*** Provided material Section Begins ***
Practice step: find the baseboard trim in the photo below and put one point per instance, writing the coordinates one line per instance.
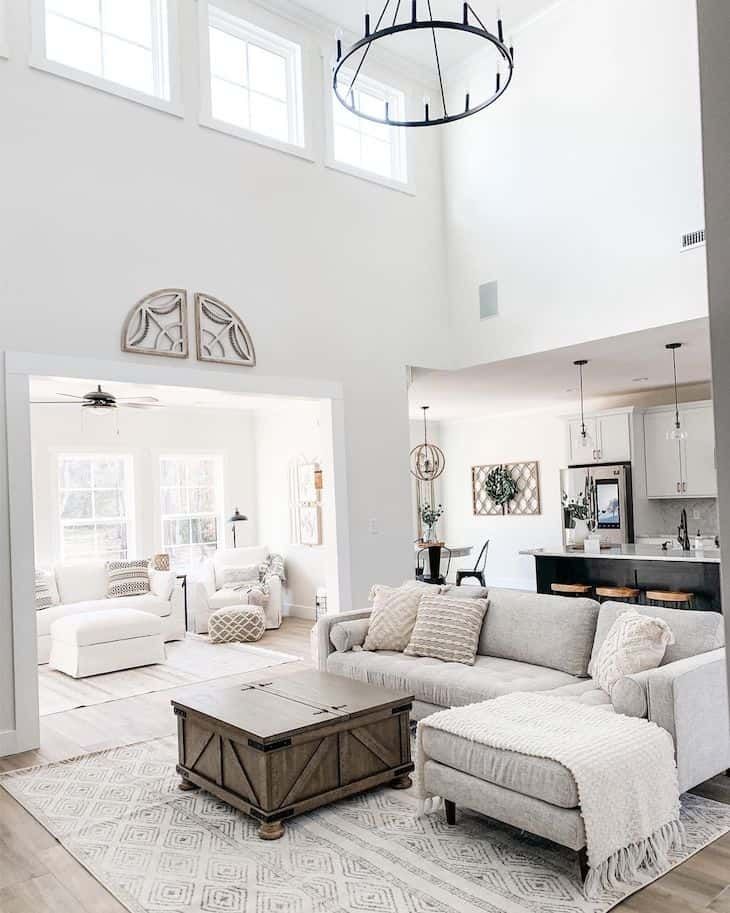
(292, 610)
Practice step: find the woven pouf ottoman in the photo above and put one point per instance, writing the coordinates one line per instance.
(236, 624)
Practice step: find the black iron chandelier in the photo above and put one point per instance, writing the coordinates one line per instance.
(470, 24)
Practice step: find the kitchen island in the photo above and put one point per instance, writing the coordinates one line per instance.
(643, 567)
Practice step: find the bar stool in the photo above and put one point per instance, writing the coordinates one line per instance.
(572, 589)
(621, 593)
(670, 598)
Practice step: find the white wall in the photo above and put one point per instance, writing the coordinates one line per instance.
(284, 439)
(503, 440)
(714, 17)
(337, 278)
(573, 190)
(145, 436)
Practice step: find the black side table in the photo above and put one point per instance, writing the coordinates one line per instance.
(184, 578)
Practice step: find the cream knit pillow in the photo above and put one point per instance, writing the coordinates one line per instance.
(635, 643)
(393, 617)
(448, 628)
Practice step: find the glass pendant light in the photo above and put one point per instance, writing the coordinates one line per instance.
(585, 441)
(676, 432)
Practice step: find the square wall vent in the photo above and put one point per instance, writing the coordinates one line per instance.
(488, 300)
(693, 239)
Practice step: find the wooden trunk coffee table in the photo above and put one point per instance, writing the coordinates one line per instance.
(277, 749)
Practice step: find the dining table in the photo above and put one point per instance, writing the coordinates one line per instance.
(435, 553)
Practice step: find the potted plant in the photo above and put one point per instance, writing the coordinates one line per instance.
(430, 517)
(578, 517)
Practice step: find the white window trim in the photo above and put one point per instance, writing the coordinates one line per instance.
(230, 23)
(408, 186)
(57, 453)
(219, 487)
(39, 61)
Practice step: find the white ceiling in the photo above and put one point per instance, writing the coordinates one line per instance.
(48, 388)
(419, 47)
(628, 365)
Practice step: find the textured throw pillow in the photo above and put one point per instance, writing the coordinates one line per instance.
(392, 618)
(634, 643)
(448, 628)
(234, 577)
(46, 592)
(127, 578)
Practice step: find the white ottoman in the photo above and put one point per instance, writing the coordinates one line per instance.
(106, 641)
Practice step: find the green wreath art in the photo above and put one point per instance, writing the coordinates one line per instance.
(500, 487)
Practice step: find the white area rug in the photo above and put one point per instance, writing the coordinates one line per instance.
(189, 661)
(119, 812)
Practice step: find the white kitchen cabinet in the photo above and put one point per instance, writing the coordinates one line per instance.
(680, 469)
(699, 475)
(610, 439)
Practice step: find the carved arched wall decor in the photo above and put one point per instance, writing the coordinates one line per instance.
(158, 325)
(221, 334)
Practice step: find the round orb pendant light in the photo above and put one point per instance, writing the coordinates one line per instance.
(398, 18)
(427, 460)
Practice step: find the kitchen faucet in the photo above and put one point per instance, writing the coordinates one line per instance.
(683, 534)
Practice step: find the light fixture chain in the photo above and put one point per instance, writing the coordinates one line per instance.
(438, 61)
(367, 49)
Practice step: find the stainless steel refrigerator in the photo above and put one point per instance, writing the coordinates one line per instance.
(608, 490)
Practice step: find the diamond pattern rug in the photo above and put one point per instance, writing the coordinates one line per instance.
(158, 850)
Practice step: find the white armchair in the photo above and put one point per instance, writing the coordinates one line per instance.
(206, 590)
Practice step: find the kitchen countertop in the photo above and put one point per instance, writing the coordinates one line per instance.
(631, 553)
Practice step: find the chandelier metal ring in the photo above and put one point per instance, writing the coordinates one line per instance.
(415, 24)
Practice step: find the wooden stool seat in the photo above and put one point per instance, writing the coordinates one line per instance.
(617, 592)
(571, 589)
(671, 596)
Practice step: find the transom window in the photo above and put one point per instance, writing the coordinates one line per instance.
(124, 42)
(255, 78)
(191, 506)
(364, 144)
(95, 499)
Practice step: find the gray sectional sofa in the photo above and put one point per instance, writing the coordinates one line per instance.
(532, 642)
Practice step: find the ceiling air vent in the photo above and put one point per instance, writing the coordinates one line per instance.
(693, 239)
(488, 300)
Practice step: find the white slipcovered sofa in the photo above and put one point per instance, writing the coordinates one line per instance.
(207, 593)
(82, 587)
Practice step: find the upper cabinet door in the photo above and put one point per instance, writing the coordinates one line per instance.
(614, 438)
(580, 455)
(663, 464)
(699, 475)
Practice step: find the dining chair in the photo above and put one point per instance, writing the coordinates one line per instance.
(478, 570)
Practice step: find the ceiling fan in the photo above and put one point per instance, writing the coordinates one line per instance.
(101, 401)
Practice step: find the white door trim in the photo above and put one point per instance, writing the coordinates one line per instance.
(19, 368)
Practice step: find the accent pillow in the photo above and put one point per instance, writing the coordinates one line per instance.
(127, 578)
(46, 592)
(448, 628)
(635, 643)
(346, 635)
(237, 576)
(393, 616)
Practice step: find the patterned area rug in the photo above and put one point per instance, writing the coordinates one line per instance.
(159, 850)
(189, 661)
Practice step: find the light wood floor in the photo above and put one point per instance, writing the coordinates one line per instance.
(38, 876)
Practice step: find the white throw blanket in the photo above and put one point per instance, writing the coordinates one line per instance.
(623, 766)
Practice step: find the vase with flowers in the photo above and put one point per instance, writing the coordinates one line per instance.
(429, 518)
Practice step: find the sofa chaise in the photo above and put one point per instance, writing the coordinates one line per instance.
(532, 642)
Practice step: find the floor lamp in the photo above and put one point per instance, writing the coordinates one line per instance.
(236, 518)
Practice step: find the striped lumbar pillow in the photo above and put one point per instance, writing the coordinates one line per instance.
(127, 578)
(448, 628)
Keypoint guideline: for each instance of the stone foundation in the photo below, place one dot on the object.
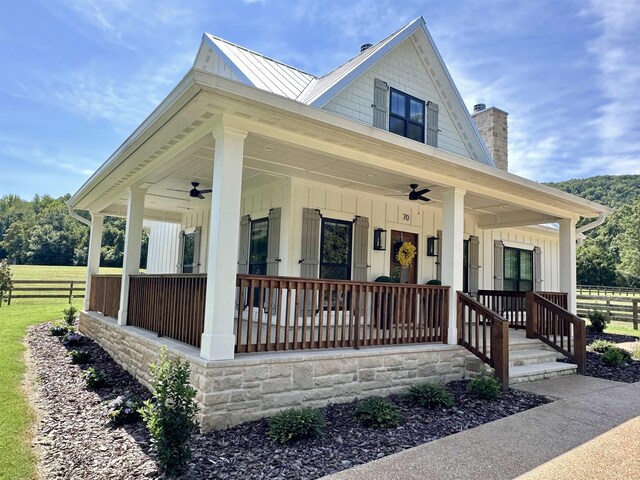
(253, 386)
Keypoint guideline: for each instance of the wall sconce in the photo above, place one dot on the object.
(433, 245)
(379, 239)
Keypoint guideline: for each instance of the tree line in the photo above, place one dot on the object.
(41, 232)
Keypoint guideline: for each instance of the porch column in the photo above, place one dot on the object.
(132, 245)
(93, 256)
(452, 255)
(567, 262)
(218, 339)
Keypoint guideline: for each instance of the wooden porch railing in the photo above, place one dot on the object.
(513, 305)
(485, 334)
(557, 327)
(170, 305)
(104, 296)
(281, 313)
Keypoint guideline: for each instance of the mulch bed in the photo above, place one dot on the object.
(75, 441)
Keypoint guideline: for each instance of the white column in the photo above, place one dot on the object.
(93, 256)
(132, 246)
(451, 243)
(218, 339)
(567, 261)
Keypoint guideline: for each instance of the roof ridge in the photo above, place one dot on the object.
(260, 55)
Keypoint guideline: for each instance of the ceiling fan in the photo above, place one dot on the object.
(194, 192)
(415, 194)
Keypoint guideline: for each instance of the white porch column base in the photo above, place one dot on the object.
(218, 339)
(132, 245)
(567, 261)
(451, 243)
(93, 256)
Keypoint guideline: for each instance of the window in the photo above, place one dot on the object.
(258, 247)
(335, 249)
(518, 270)
(406, 116)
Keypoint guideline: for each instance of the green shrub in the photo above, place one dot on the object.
(485, 386)
(599, 321)
(79, 357)
(69, 315)
(430, 394)
(295, 424)
(377, 412)
(601, 346)
(170, 415)
(614, 357)
(94, 378)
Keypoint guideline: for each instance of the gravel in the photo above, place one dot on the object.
(75, 441)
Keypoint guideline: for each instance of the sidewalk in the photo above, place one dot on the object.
(592, 431)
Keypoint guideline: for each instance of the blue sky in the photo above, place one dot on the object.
(77, 76)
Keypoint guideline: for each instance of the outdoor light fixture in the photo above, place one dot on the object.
(432, 246)
(379, 239)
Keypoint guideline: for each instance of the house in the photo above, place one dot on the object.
(278, 197)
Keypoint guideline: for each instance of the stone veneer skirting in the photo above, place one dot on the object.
(253, 386)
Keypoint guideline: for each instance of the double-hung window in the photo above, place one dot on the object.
(406, 116)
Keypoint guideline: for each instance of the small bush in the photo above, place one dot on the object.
(601, 346)
(295, 424)
(94, 378)
(599, 321)
(376, 412)
(430, 395)
(614, 357)
(486, 387)
(79, 357)
(124, 410)
(170, 416)
(69, 315)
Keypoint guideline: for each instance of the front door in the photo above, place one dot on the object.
(395, 269)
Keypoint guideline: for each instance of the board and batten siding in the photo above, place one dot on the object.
(403, 70)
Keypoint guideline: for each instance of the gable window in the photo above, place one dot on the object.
(335, 249)
(406, 116)
(518, 269)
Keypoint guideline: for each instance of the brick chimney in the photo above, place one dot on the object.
(492, 125)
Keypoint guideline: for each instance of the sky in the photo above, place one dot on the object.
(78, 76)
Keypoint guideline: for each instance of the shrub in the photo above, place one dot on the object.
(377, 412)
(124, 410)
(614, 357)
(295, 424)
(94, 378)
(79, 357)
(599, 321)
(170, 416)
(69, 315)
(430, 394)
(601, 346)
(485, 386)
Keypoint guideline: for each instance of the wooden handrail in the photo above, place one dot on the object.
(476, 324)
(558, 328)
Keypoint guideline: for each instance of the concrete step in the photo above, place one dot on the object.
(529, 356)
(531, 373)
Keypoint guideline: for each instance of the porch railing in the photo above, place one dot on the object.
(557, 327)
(485, 334)
(104, 296)
(513, 305)
(280, 313)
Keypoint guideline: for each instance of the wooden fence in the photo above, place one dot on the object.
(68, 289)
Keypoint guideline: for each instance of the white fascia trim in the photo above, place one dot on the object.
(347, 79)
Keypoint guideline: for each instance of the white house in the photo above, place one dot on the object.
(302, 196)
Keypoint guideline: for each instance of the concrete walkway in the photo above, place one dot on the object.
(591, 431)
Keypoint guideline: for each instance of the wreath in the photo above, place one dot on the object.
(406, 254)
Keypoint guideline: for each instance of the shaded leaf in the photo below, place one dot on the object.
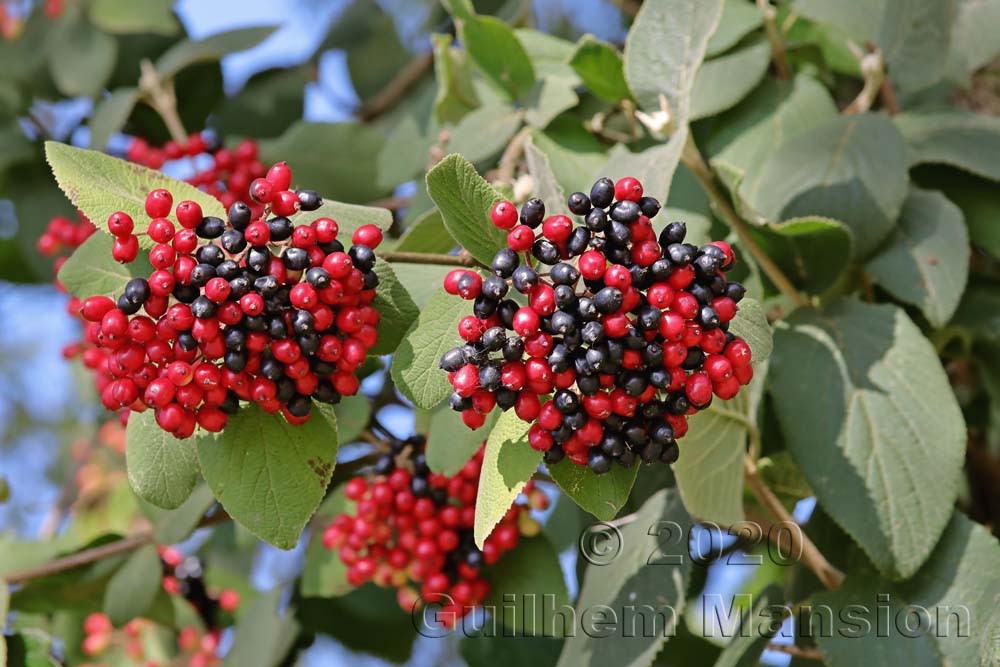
(415, 366)
(508, 464)
(926, 260)
(270, 475)
(162, 470)
(889, 424)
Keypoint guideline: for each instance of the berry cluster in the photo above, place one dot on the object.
(196, 648)
(627, 328)
(252, 309)
(224, 173)
(414, 526)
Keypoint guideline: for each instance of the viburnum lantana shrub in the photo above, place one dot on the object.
(555, 323)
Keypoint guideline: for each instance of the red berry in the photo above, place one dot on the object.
(158, 203)
(504, 215)
(189, 214)
(628, 189)
(367, 235)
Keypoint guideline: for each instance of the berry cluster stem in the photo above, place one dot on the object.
(136, 540)
(693, 160)
(159, 94)
(774, 36)
(828, 575)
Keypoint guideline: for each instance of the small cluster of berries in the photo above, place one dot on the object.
(196, 648)
(629, 330)
(249, 309)
(226, 173)
(414, 528)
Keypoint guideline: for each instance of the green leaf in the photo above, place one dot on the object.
(748, 134)
(162, 470)
(353, 415)
(131, 591)
(722, 82)
(756, 628)
(508, 464)
(601, 495)
(423, 280)
(396, 310)
(124, 17)
(889, 420)
(415, 366)
(813, 251)
(959, 139)
(404, 154)
(643, 590)
(427, 234)
(488, 649)
(751, 323)
(546, 187)
(348, 217)
(664, 50)
(339, 160)
(550, 96)
(177, 525)
(915, 38)
(81, 57)
(324, 574)
(456, 96)
(974, 43)
(948, 597)
(186, 53)
(709, 471)
(859, 20)
(851, 168)
(654, 166)
(926, 260)
(464, 199)
(498, 54)
(100, 185)
(600, 66)
(450, 443)
(110, 115)
(738, 20)
(529, 581)
(575, 156)
(485, 132)
(264, 634)
(270, 475)
(91, 270)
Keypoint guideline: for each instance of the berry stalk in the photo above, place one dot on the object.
(693, 160)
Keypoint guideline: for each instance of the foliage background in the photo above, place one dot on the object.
(908, 217)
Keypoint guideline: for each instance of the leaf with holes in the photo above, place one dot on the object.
(270, 475)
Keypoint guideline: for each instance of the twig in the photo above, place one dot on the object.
(774, 36)
(132, 542)
(873, 71)
(887, 93)
(160, 95)
(796, 651)
(397, 88)
(693, 160)
(812, 558)
(461, 259)
(511, 156)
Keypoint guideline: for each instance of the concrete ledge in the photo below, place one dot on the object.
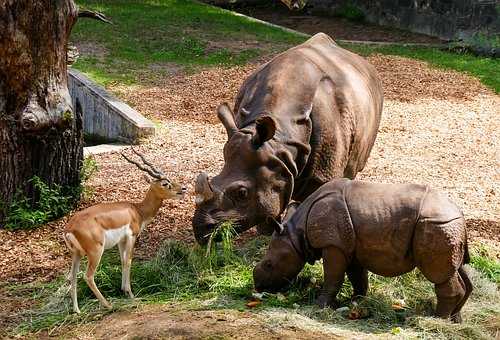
(105, 117)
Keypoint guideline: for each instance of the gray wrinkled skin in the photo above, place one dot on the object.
(388, 229)
(309, 115)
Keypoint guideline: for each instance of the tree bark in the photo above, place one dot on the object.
(41, 134)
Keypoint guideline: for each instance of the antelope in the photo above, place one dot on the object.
(105, 225)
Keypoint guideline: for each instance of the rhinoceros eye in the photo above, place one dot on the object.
(242, 194)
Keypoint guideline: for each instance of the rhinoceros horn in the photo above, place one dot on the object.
(202, 188)
(226, 117)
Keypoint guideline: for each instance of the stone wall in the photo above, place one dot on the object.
(447, 19)
(105, 117)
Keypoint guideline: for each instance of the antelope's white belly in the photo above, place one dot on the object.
(113, 236)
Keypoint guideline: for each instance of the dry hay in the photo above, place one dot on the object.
(438, 127)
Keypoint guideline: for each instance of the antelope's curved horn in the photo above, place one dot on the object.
(150, 171)
(202, 189)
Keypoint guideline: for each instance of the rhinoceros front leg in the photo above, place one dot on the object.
(449, 296)
(359, 279)
(334, 268)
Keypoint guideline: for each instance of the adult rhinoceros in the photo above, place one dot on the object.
(309, 115)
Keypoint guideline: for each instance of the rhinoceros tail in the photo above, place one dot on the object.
(466, 251)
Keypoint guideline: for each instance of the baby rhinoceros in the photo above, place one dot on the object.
(388, 229)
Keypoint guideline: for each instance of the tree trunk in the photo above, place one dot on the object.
(41, 134)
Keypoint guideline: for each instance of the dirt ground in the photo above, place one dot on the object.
(171, 322)
(438, 127)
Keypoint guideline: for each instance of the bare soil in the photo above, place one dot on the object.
(438, 127)
(169, 322)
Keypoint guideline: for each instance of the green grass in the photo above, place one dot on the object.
(220, 277)
(191, 34)
(52, 201)
(183, 32)
(486, 69)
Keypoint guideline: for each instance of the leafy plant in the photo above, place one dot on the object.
(350, 11)
(89, 168)
(485, 264)
(53, 202)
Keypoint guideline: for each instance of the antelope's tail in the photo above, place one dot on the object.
(73, 244)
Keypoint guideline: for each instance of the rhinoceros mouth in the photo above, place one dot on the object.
(202, 232)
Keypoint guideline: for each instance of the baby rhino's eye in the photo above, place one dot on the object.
(242, 193)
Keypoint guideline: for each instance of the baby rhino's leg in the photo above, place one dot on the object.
(439, 254)
(334, 267)
(358, 277)
(450, 294)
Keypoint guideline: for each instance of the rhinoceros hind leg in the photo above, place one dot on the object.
(450, 295)
(359, 279)
(334, 267)
(455, 315)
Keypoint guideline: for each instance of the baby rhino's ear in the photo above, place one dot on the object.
(278, 227)
(290, 210)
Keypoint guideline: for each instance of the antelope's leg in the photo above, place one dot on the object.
(122, 250)
(75, 268)
(129, 250)
(334, 267)
(93, 262)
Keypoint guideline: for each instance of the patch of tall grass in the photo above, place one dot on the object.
(220, 276)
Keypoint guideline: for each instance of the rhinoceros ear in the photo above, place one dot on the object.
(278, 227)
(265, 127)
(225, 115)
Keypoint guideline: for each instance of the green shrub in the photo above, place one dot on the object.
(487, 265)
(350, 11)
(53, 202)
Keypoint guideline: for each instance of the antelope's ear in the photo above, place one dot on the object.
(265, 127)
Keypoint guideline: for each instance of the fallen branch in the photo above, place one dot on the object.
(94, 15)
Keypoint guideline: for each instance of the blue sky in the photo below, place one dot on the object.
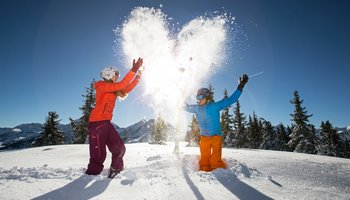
(51, 50)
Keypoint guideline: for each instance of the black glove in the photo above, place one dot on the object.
(242, 81)
(136, 65)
*** Provided material Section Ends ***
**Task**
Only exact duplicates of the lines from the one containing "Keypoint guideline: for each instance of the antelope's ear" through the final line of the entries, both included, are needed, with pictures left out.

**Response to this exercise**
Keypoint guideline: for each instance of the antelope's ear in the photo above, place one dot on the object.
(265, 127)
Keypoint guideline: for each instance of the fallen branch in the photo above, place one dot on the object.
(94, 15)
Keypoint guideline: for each instance of the blue sky in the photo below, place one dot on the object.
(51, 50)
Keypoint guideline: for each instance of the black glove in the photo above, place one dot on the object.
(242, 81)
(136, 65)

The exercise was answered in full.